-- Work item --
Please retype every record below exactly, leaving the pictures out.

═════ Source material

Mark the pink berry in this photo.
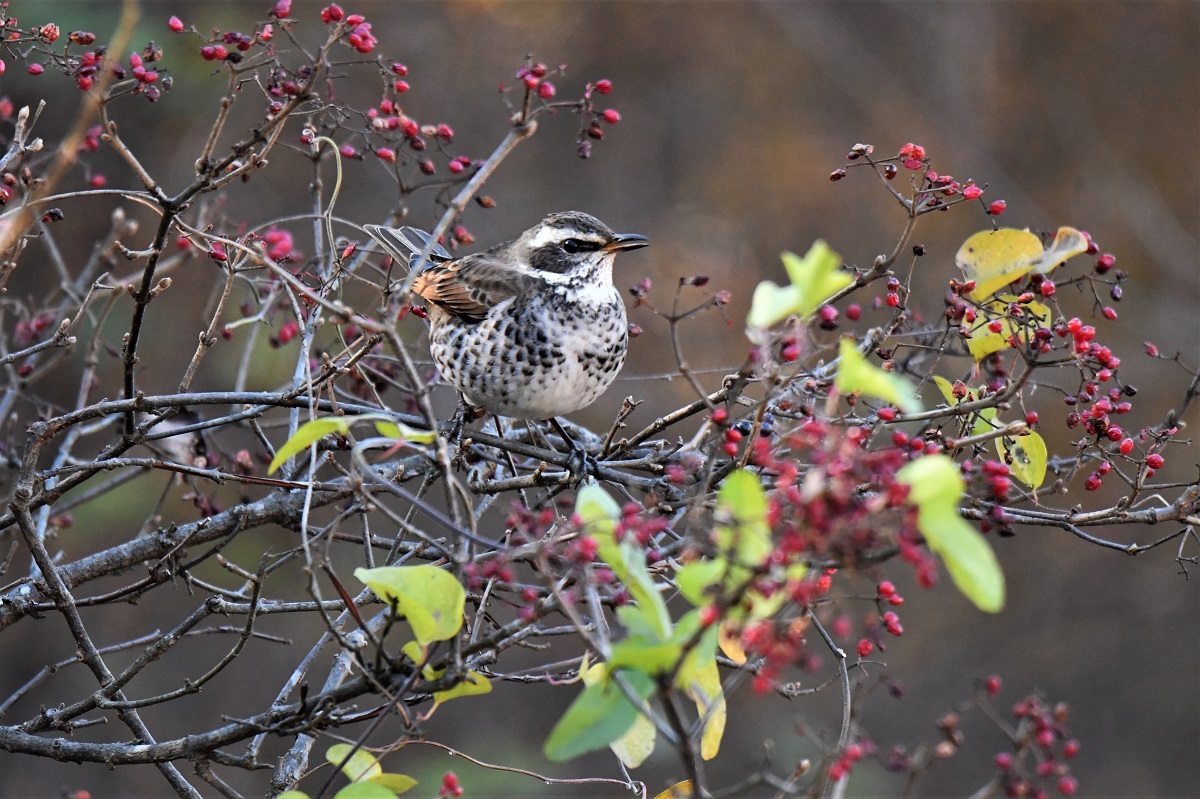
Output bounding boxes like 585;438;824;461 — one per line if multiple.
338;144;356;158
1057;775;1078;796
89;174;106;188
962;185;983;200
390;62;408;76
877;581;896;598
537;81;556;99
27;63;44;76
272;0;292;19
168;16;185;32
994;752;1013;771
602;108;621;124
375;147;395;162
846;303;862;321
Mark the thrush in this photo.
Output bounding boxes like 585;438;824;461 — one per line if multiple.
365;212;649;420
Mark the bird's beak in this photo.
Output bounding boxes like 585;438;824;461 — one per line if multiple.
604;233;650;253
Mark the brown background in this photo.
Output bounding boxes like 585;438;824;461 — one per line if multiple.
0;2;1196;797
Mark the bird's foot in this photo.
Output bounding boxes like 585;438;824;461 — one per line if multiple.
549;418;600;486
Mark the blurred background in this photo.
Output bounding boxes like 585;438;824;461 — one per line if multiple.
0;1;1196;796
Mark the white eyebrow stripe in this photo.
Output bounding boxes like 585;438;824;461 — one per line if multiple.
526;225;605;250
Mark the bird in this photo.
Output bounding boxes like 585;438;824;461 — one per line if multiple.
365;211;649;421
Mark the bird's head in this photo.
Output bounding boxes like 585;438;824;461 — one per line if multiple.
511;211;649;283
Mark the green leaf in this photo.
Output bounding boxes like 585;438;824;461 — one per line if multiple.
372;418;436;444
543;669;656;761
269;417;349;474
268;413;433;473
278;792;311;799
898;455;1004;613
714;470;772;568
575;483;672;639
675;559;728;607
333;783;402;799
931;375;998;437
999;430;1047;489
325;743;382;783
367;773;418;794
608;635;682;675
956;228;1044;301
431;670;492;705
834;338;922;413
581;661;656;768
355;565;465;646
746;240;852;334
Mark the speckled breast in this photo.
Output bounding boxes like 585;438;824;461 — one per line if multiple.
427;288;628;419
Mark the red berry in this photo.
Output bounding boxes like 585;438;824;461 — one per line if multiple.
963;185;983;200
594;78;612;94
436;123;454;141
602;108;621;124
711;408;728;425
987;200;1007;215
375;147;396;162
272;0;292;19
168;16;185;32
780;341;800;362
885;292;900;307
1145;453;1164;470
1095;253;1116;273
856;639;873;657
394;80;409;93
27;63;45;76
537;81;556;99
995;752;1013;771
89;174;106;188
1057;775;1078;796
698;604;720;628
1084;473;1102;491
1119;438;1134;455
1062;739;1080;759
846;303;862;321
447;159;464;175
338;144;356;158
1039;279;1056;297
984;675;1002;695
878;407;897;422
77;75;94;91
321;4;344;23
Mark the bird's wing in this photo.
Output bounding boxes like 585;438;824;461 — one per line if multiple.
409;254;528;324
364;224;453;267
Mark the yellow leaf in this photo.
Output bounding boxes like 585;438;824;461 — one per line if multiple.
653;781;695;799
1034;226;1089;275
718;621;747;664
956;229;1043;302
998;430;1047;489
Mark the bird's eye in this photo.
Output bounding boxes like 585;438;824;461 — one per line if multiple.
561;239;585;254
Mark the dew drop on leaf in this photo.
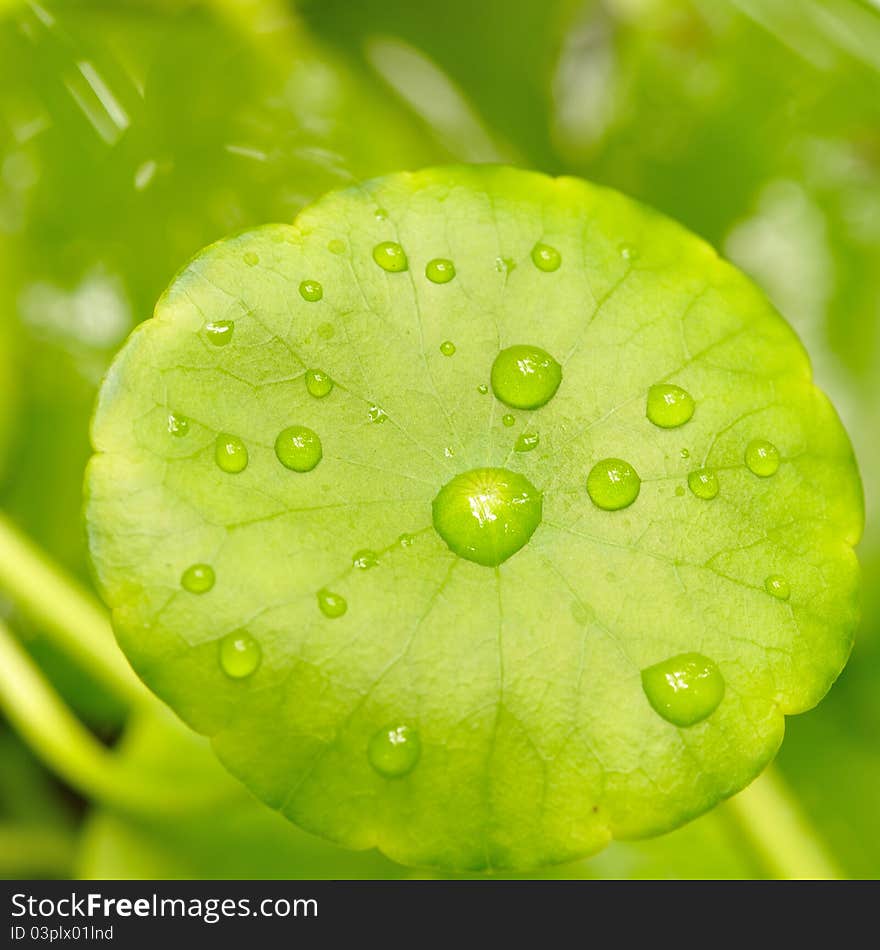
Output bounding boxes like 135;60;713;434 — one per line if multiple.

══════════

-- Output of the task --
Mark the pink berry in this photo.
Output bounding boxes like 585;438;824;461 — one per line if multiple.
338;144;356;158
1057;775;1078;796
89;174;106;188
962;185;983;200
390;62;408;76
877;581;896;598
537;81;556;99
27;63;44;76
272;0;292;19
168;16;185;32
994;752;1013;771
602;108;621;124
375;147;395;162
846;303;862;321
Mark the thrush in this photo.
Output bounding boxes like 585;438;824;461 — one per line if multiple.
365;212;649;420
Mark the bird's beak in this photo.
Output bounding boxes like 585;438;824;461 — one per line if multiple.
604;233;650;253
Mark the brown background in this photo.
Output bounding boxes like 585;438;824;461 — one per line if multiple.
0;2;1196;797
Mark the bird's foot in this photo.
Output bounding boxes like 585;438;824;461 — one per line if multiple.
549;418;600;486
Mark the blurred background in this photo.
Output bounding boxes like 585;438;824;461 — one per line if multiple.
0;1;1196;796
Mark the white eyebrow stripe in this photo.
Output bounding boxes like 585;438;824;461 — one per line if multiple.
526;225;605;250
Mark the bird in this photo.
Output bounding boxes like 585;438;824;461 — one per line if multiple.
365;211;649;421
Mark the bird's head in this photo.
Output bounding boxes like 585;438;824;461 — one per line if multiple.
511;211;649;283
Mark the green leaf in this photo.
Output bounding boxes like 585;438;824;461 — one per line if multiple.
372;418;436;444
543;669;656;761
269;417;349;474
268;413;433;473
278;792;311;799
898;455;1004;613
714;470;772;568
575;483;672;639
675;559;728;607
333;783;402;799
931;375;998;437
999;430;1047;489
325;743;382;783
367;773;418;794
608;635;682;675
956;228;1044;301
431;670;492;705
834;338;922;413
581;661;656;768
355;565;465;646
746;240;852;334
Mark the speckled breast in this photo.
Output bounding boxes like 585;438;824;461 — one per line if multiple.
427;288;628;419
Mark the red berry in this photo.
Output bounding boxes like 585;438;824;461 — one per line if multiple.
963;185;983;200
594;78;612;94
436;123;454;141
602;108;621;124
711;408;728;425
987;200;1007;215
375;147;396;162
272;0;292;19
168;16;185;32
780;341;800;362
885;292;900;307
1145;453;1164;470
1095;253;1116;273
856;639;873;657
394;80;409;93
27;63;45;76
537;81;556;99
995;752;1013;771
89;174;106;188
1057;775;1078;796
698;604;720;628
1084;473;1102;491
1119;438;1134;455
1062;739;1080;759
846;303;862;321
447;159;464;175
338;144;356;158
1039;279;1056;297
984;675;1002;695
878;407;897;422
77;75;94;91
321;4;344;23
Mark the bird's wing in this photo.
Output bounding boxes like 585;438;824;461 — one per line if multiple.
409;254;528;324
364;224;453;267
Mark the yellow leaf in this photo.
Output bounding boxes like 585;438;824;461 — one per line if multiple.
653;781;695;799
1034;226;1089;275
718;621;747;664
956;229;1043;302
998;430;1047;489
Mark the bird's eye in this photo.
Output bounding boxes like 585;438;824;461 — one per line if multiple.
561;239;585;254
Mark the dew drop on leaf in this photo.
Output bounding boxes like 135;60;713;434 — one per line if multiple.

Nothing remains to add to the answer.